Document extract:
-- -- --

I've used joins in the past (in my PHP era), but I have a feeling that it doesn't get me the results I want.

I think you're wrong about that.

The docs mentioned that :joins can be called the same way as :include. Will this work? And will it trigger just one query?

I believe so. But why not try it and watch the generated SQL?

@project = Project.find(:first, :conditions => { :id => params [:id] }, :joins => [:floors) @floors = @project.floors

My guess is that it's not that simple.

Why not? And why are you guessing when you could just try it?

Especially because what I understand from the MySQL docs, INNER JOIN or CROSS JOIN will generate a new table where rows with matching keys are combined and output its contents.

That's what a join is. As far as I can tell, that's what you need. What's the problem?

Or would the above work? And would it also work for more complicated examples like the one I posted at 0:27 today?

I'll look at that other example in more depth.

Remember: the DB is good at doing sophisticated mass data manipulations quickly. Use it!

Best,

Hi--

Well, in that spirit, allow me to digress and mention that you have
run across one of the greatest strengths of Rails: Its strong,
supportive community. Some of the people who have contributed to this
thread (Fred, Marnen, Mauricio) give freely of their time and make
Rails a great "place" to work. They are the perfect people to have
engaged in such a discussion.

True. I hope I've been clear on appreciating this.

Huh?

You may not feel it that way, I'm not sure why I do, but I do.

Nope (as evidenced by the fact that I've never read a paper Rails book...). It's mentioned in a number of places, including the AR associations docs.

True, but I've still looked over it. I usually scan the pages I think I'd need, but alot of times I miss it, mainly because I'm not entirely sure what to look for. I'm coming from PHP and am very excited about Rails, but these things can be hard if you're getting started.

> The docs mentioned that :joins can be called the same way as :include. > Will this work? And will it trigger just one query?

I believe so. But why not try it and watch the generated SQL?

-- -- --

Data excerpt:
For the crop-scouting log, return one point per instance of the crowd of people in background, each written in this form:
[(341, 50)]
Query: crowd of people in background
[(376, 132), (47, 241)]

-- -- --

Task instructions:
(1) List every person the Rails joins discussion names as a contributor to the thread.
(2) Carry the Rails joins discussion forward from its last line with the next few replies in the thread.

Answers:
(1) Fred, Marnen, Mauricio

(2)
I did. It did generate an INNER JOIN query and still made a seperate request to the floors table. Nothing changed, except for my query being longer and getting results it doesn't use. I've tried a few other things to stop @floors = @project.floors to generate a new query, but I'm unsure where to look.

> @project = Project.find(:first, :conditions => { :id => params > [:id] }, :joins => [:floors) > @floors = @project.floors

> My guess is that it's not that simple.

Why not? And why are you guessing when you could just try it?

> Especially because what I > understand from the MySQL docs, INNER JOIN or CROSS JOIN will generate > a new table where rows with matching keys are combined and output its > contents.

That's what a join is. As far as I can tell, that's what you need. What's the problem?

Is it really what I need? When I have a project, with it's floors, with the active floor's rooms, with the furniture etc etc, won't a join just be very confusing? I'm not even sure whether I want a single database request, that's also what this discussion is for. How would you do this and why?

> Or would the above work? And would it also work for more > complicated examples like the one I posted at 0:27 today?

I'll look at that other example in more depth.

Remember: the DB is good at doing sophisticated mass data manipulations quickly. Use it!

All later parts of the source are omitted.